> Task prompt: Produce a word-for-word copy of the data that follows, excluding images.

Dataset entries:
○ ○ ○ ○

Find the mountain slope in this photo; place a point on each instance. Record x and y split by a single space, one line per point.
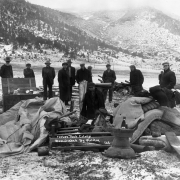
142 31
23 22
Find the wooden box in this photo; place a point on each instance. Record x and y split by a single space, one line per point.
11 84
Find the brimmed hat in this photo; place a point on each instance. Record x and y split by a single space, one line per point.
28 63
165 63
65 63
90 85
7 59
47 62
103 111
108 65
89 67
69 61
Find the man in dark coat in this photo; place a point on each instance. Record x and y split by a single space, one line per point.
83 74
72 72
136 80
168 78
6 69
163 93
28 72
64 83
109 76
160 76
90 70
48 74
93 100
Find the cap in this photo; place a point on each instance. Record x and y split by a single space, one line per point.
69 61
7 58
89 67
65 63
108 65
47 62
165 63
103 111
28 63
90 85
132 66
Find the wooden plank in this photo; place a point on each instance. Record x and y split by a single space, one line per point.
11 84
60 140
87 133
88 147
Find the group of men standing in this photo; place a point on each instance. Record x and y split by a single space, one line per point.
67 76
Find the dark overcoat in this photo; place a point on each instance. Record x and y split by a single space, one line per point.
109 76
73 76
168 79
6 71
91 104
64 84
48 74
136 78
29 73
83 74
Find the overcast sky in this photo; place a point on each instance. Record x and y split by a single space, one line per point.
171 6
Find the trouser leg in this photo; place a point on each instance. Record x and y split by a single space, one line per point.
105 94
50 90
45 90
110 94
70 95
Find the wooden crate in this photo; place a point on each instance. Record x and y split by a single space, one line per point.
11 84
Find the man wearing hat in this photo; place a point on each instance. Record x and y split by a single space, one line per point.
93 100
71 72
109 76
6 69
83 74
64 83
136 80
168 78
90 70
163 93
48 74
28 72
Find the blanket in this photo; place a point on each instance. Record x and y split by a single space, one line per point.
131 109
22 127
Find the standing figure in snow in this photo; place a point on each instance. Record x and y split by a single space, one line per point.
64 83
6 69
28 72
136 79
109 76
48 74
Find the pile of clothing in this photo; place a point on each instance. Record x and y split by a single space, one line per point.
155 121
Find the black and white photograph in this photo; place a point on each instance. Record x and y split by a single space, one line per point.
90 90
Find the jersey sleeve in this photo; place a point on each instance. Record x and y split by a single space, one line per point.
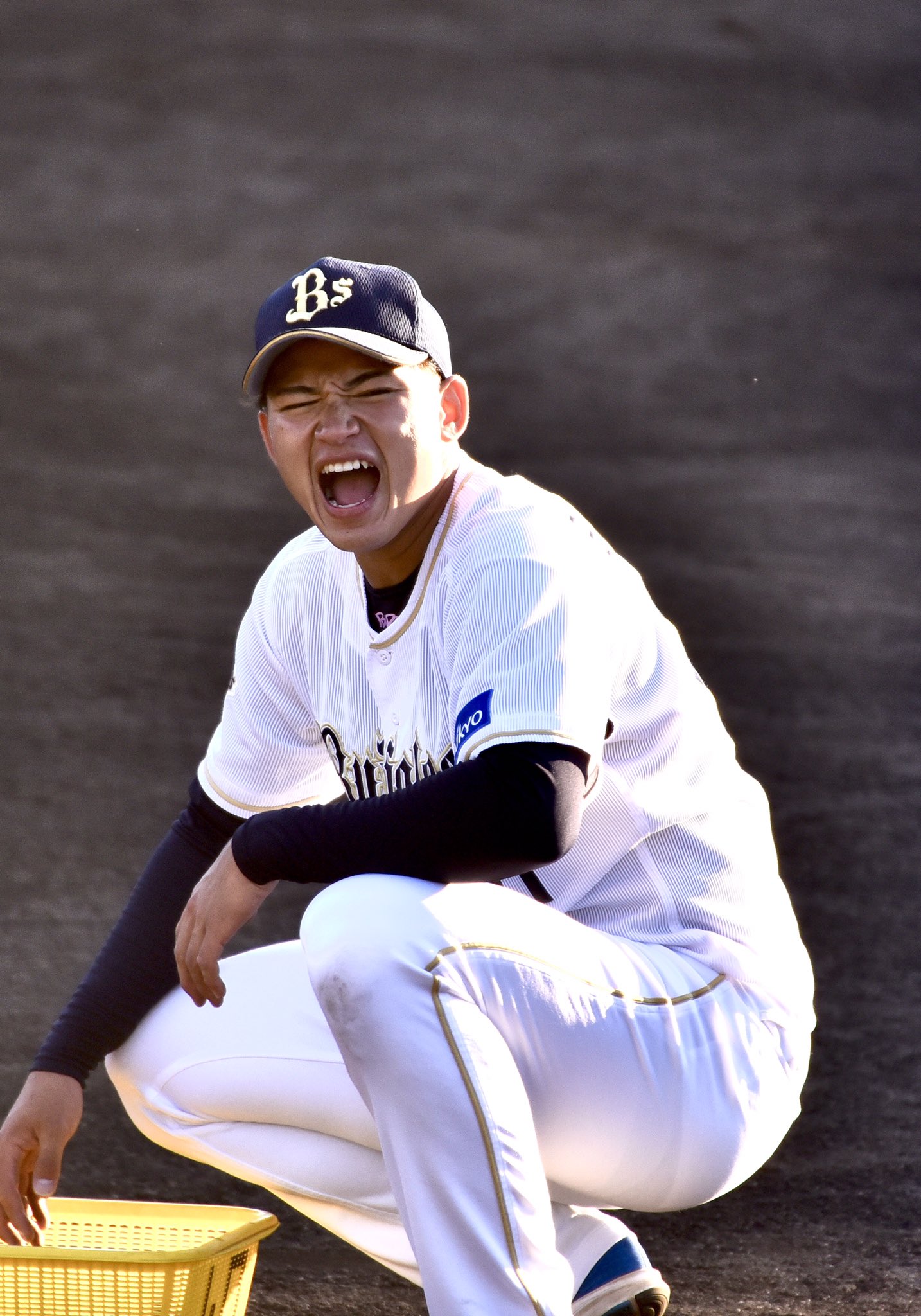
266 752
529 640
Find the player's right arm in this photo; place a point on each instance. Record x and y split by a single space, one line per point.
133 970
33 1137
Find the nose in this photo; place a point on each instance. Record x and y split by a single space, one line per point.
336 419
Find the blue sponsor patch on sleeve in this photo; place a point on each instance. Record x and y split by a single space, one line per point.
473 718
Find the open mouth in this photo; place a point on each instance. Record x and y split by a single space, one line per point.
349 483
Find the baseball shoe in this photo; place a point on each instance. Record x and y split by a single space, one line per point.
622 1283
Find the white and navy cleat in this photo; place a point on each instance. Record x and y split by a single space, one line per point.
622 1283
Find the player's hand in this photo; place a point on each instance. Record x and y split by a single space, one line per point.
219 907
44 1119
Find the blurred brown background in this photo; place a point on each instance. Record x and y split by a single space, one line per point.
676 248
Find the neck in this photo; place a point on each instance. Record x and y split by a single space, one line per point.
403 556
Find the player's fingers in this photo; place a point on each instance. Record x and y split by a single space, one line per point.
188 939
15 1225
33 1202
208 974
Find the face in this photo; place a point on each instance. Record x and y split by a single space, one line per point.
367 449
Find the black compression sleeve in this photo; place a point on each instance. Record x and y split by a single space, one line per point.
511 810
136 969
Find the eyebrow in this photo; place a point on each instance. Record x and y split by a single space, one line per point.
350 383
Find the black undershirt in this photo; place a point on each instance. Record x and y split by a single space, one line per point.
509 811
386 605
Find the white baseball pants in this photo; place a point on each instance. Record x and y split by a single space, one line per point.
453 1077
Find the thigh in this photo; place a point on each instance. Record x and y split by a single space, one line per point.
266 1056
653 1081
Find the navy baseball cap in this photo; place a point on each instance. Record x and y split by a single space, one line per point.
374 308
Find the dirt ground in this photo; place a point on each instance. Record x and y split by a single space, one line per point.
676 248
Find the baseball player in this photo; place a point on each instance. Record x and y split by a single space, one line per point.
553 969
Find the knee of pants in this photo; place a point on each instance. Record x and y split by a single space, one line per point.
362 938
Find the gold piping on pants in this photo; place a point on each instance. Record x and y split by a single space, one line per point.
471 1090
487 1141
603 988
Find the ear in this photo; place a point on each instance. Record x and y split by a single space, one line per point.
267 436
454 407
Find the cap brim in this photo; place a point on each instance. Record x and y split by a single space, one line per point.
370 344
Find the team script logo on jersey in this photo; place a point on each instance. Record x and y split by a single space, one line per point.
311 298
378 769
473 716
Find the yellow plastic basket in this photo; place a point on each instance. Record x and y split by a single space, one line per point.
136 1258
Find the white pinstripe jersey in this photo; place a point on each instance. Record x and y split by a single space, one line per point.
523 625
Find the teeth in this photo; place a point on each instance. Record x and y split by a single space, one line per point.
338 468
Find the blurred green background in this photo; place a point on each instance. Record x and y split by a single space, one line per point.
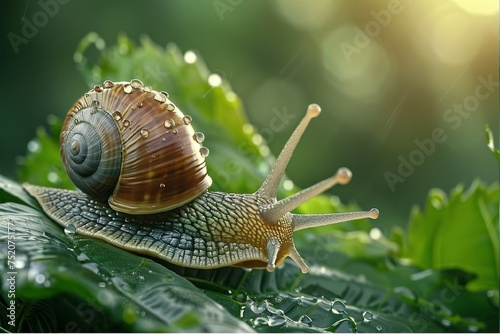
386 73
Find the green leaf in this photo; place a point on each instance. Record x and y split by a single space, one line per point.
131 292
459 231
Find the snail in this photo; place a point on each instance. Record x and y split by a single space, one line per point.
143 182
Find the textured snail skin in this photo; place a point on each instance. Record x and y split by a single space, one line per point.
214 230
141 171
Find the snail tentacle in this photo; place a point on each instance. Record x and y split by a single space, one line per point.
302 221
269 187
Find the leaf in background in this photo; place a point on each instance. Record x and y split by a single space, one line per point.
458 232
42 164
490 142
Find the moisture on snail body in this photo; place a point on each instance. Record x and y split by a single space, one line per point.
141 170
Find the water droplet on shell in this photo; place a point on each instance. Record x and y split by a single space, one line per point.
199 137
127 88
70 229
169 123
136 83
144 133
117 115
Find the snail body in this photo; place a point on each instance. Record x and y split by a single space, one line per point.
141 170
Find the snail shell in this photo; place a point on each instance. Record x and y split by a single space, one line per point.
130 145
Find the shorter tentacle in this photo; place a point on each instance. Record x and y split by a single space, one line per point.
301 222
272 212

○ ○ ○ ○

> Your solution:
Find the mountain slope in this photo; place a point on each instance. Record x and y split by a single space, one line per point.
142 31
23 22
Find the wooden box in this photo; place a point on each instance. Record x and y split by a single space, one line per point.
11 84
Find the brimmed hat in this photo; place a point on each instance. Record x and y split by a single space, one line per point.
28 63
165 63
65 63
90 85
7 59
47 62
103 111
108 65
89 67
69 61
Find the man in dark coat in this photo; place a point on each instance. Record x and y split by a single space, one line per point.
83 74
72 72
136 80
168 78
6 69
163 93
28 72
64 83
109 76
160 76
90 70
48 74
93 100
Find the cap in this photo; place a point on each instance. Record x and y split by a single space, one line per point.
69 61
7 58
89 67
65 63
108 65
47 62
165 63
103 111
28 63
90 85
132 66
Find the wooden plank in this photo; place a point on each instance. Record x and y split by a single space, one line per point.
11 84
60 140
87 133
88 147
Find the group of men standing in this photo; place a point on each instance. Record x and y split by a single space, one line per point.
67 76
Find the dark overcoat in this photo; place a point on each instance. Record x and y split by a single space, one line per point.
109 76
73 76
168 79
6 71
91 104
64 84
48 74
136 78
29 73
83 74
Find the overcast sky in this photo; place a point on each instance. Record x and y split by a single space, one line per point.
171 6
Find the trouser leg in this photo; place a point on each instance. Record x and y split by a single space, one line per point.
105 94
50 90
45 90
110 94
70 95
Find the wooden crate in this photo; place a point on each instance. Record x and y split by a single space, one line per point.
11 84
Find the man wearing hat in this photo; place a point on each instance. Record x and y split by a single space, one line per point.
93 100
71 72
109 76
6 69
83 74
64 83
136 80
168 78
90 70
163 93
48 74
28 72
Find the blanket in this photo; place a point on each instance. Record x and y split by a single space, one line per point.
131 109
22 127
Find the standing figure in snow in this photo; place a point on each instance. Record x and y split by a single space, one line per point.
64 83
6 69
28 72
136 79
109 76
48 74
Find the pile of clothing in this photo; place a point on each instance. Record x and y split by a single space, one line per point.
155 121
Find the black and white photograph in this photo; place a point on each instance. Record x and y split by a single space, one line per point.
90 90
Find the jersey sleeve in this photo; place a point on each instance. Record x and y split by a single space, one line per point.
266 752
529 640
Find the player's right arm in this photo; place a point on each instance. Record x and y split by a single space, one line per point.
133 970
33 1137
Find the nose in this photo; place a point on each instance. Record x and y split by a single space, one line per point.
336 419
Find the blue sponsor patch on sleeve in this photo; place a point on each instance. Record x and y split by a single space, one line per point.
473 718
Find the open mouth in this photo; place a point on each instance. Record x and y split by a single space, one line per point.
349 483
Find the baseball shoe in this photo; place a point on each instance. Record x and y split by a single space, one line per point.
622 1283
Find the white and navy cleat in this photo; place a point on each instance. Record x and y split by a single space, one line per point.
622 1283
Find the player's hand in this photo; place a point on each instance. Record x and y split by a single space, one line per point.
219 907
44 1119
Find the blurred brown background in this photo; place a point on each instance. Record x and y split by a single space, one line per point.
676 248
Find the neck in this photo; place a point on each instance. Record x and y split by a single space, one line per point.
403 556
Find the player's fingers in this photo; place a point on each instance. Record x and y split by a single space, one line per point.
188 939
15 1225
33 1202
208 974
Find the face in this photo; place a point on each instance. Record x and y split by a single space, one line per point.
367 449
Find the black compression sleeve in this photo; place a point on each instance. Record x and y split by a single space, one line per point.
511 810
136 969
Find the eyebrow in this photo; place a point on each instance. Record x and y split by a single space, one line per point.
350 383
Find the black undershirt in this photo; place a point on each instance. Record x and y split by a single space, one line per point.
509 811
386 605
Find the white baseball pants in this photo; place a point on each instance. Record x and y split by a single space, one line per point.
453 1077
Find the thigh in this photo; place a point on each instance. Record x and y split by a single space, one line per point.
266 1056
653 1081
Find the navy baseball cap in this photo; place a point on each instance. Record x and y split by a single space, one line per point.
374 308
Find the dirt ground in this photo; place a point on each instance. Record x and y split by a single space, one line per point.
676 248
Find the baseball player in this photo; place a point on each instance. Record x and y split by a single space, one line per point.
553 969
Find the knee of pants in this photo; place a point on each instance. Record x and y split by a single space, one line per point.
362 938
Find the gold piping on pants in this photo; place a point on each instance. Record x and y split by a single space, one line per point.
471 1090
487 1141
603 988
Find the ear in this photo; place a point on each instance. Record x and y split by a single space, one line per point.
267 436
454 407
Find the cap brim in this photo; place a point on each instance. Record x and y split by a single space, one line per point.
370 344
Find the team script logo on jersey in this photo; place a point on each instance. Record x and y split by a single space, one line per point.
311 298
378 769
473 716
Find the yellow plastic basket in this photo; place a point on each instance. Record x and y split by a single space, one line per point.
136 1258
Find the white pinstripe jersey in this photo; place a point on each instance. Record x and y split by a single space, one line per point.
523 625
Find the teeth in this photo; place a point on each instance. Record x and y split by a single space, one line per point.
338 468
Find the blurred green background in this photo; place a point on each instance. Record x and y split by a single space, one line per point.
386 73
Find the green leaf in this photo; place a point on each instance. Record x and y split by a single space, one line per point.
131 292
459 231
Find the snail in this photo; place a point on each instance. Record x and y split by a single space, one line per point.
143 182
Find the textured snail skin in this photo; place a point on each instance. Record x and y split by a single space, one line per point.
214 230
141 171
Find the snail tentacle in this photo; place a point on each instance. Record x and y split by a single space, one line per point.
302 221
269 187
Find the leaf in background in this photo; place a point on each instance. Record x and y split by a single space, one line per point.
458 232
42 164
490 142
Find the moisture on snail body in this photo; place a point on each instance. Record x and y split by a single space, one line per point.
141 170
Find the water droplet on shell in this photo; place a point on each instance. Record x and y split by a single space, one line per point.
199 137
127 88
70 229
169 123
136 83
144 133
117 115
Find the snail body in this photo; place a point on each instance. Record x and y split by a single space, one line per point.
141 170
Find the snail shell in this photo; place a point on each instance. Record x and y split by a single space, one line per point.
130 145
Find the shorter tentacle in this photo; place a point on each instance. Record x and y split by a single space, one line per point.
301 222
272 212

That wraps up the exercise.